━━━ SELECTED EXCERPT ━━━

W3C home > Mailing lists > Public > www-international@w3.org > April to June 2011

Re: Should the UTF-8 BOM trump overriding via HTTP or by users?

From: Leif Halvard Silli <xn--mlform-iua@xn--mlform-iua.no>
Date: Tue, 7 Jun 2011 16:36:41 +0200
To: Bjoern Hoehrmann <derhoermi@gmx.net>
Cc: www-international <www-international@w3.org>
Message-ID: <20110607163641857797.8ec9bcf8@xn--mlform-iua.no>
Bjoern Hoehrmann, Tue, 07 Jun 2011 06:39:34 +0200:
> * Leif Halvard Silli wrote:
>> Subject: Should the UTF-8 BOM trump overriding via HTTP or by users?
> Higher-level information overrides lower-level information, explicit
> information overrides fallbacks, and user agents should do what their
> users want them to do. So, HTTP-level Content-Type overrides document-
> internal information, a BOM overrides user-chosen fallbacks, and user-
> chosen overrides trump anything else.

You portray the BOM as  "fallback". It actuallly is an encoding 

For XML files without BOM or encoding declaration, there is a 
fallback/default, which should override user-chosen fallback as well: 
UTF-8. HTML5 or HTML4 do not operate with UTF-8 as fallback in that 
case. Therefore, the BOM is even more interesting to use in HTML than 
in XML.

Anyway, the above is only a general reasoning (which makes lots of 
sense). Byt where is the this "├╝ber spec" which says that that is how 
it should work? The only one I have found is XML 1.0, which says that, 
when there is external encoding information which conflicts with the 
BOM or the XML declaration, then, quote:

In the interests of interoperability, however, the following rule is 
	*	If an XML entity is in a file, the Byte-Order Mark and encoding 
declaration are used (if present) to determine the character encoding.

Note that this means that if the document has no BOM or encoding 
declaration, then the HTTP header will win despite that UTF-8 is the 
default encdoing.

The scenario you describe, by contrast, does not operate with any 
conflict, it only describes a priority order, which literaly frees the 
user agent from making any choice. A conflict only occurs when a double 
set of information clashes so that the user agent has to make a choice.

━━━ DATA SECTION ━━━

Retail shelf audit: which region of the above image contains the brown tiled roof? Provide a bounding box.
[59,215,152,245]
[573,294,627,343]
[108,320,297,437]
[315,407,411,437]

━━━

Reproduce the entire mailing list reply on the UTF-8 BOM above word for word.

W3C home > Mailing lists > Public > www-international@w3.org > April to June 2011

Re: Should the UTF-8 BOM trump overriding via HTTP or by users?

From: Leif Halvard Silli <xn--mlform-iua@xn--mlform-iua.no>
Date: Tue, 7 Jun 2011 16:36:41 +0200
To: Bjoern Hoehrmann <derhoermi@gmx.net>
Cc: www-international <www-international@w3.org>
Message-ID: <20110607163641857797.8ec9bcf8@xn--mlform-iua.no>
Bjoern Hoehrmann, Tue, 07 Jun 2011 06:39:34 +0200:
> * Leif Halvard Silli wrote:
>> Subject: Should the UTF-8 BOM trump overriding via HTTP or by users?
> Higher-level information overrides lower-level information, explicit
> information overrides fallbacks, and user agents should do what their
> users want them to do. So, HTTP-level Content-Type overrides document-
> internal information, a BOM overrides user-chosen fallbacks, and user-
> chosen overrides trump anything else.

You portray the BOM as  "fallback". It actuallly is an encoding 

For XML files without BOM or encoding declaration, there is a 
fallback/default, which should override user-chosen fallback as well: 
UTF-8. HTML5 or HTML4 do not operate with UTF-8 as fallback in that 
case. Therefore, the BOM is even more interesting to use in HTML than 
in XML.

Anyway, the above is only a general reasoning (which makes lots of 
sense). Byt where is the this "├╝ber spec" which says that that is how 
it should work? The only one I have found is XML 1.0, which says that, 
when there is external encoding information which conflicts with the 
BOM or the XML declaration, then, quote:

In the interests of interoperability, however, the following rule is 
	*	If an XML entity is in a file, the Byte-Order Mark and encoding 
declaration are used (if present) to determine the character encoding.

Note that this means that if the document has no BOM or encoding 
declaration, then the HTTP header will win despite that UTF-8 is the 
default encdoing.

The scenario you describe, by contrast, does not operate with any 
conflict, it only describes a priority order, which literaly frees the 
user agent from making any choice. A conflict only occurs when a double 
set of information clashes so that the user agent has to make a choice.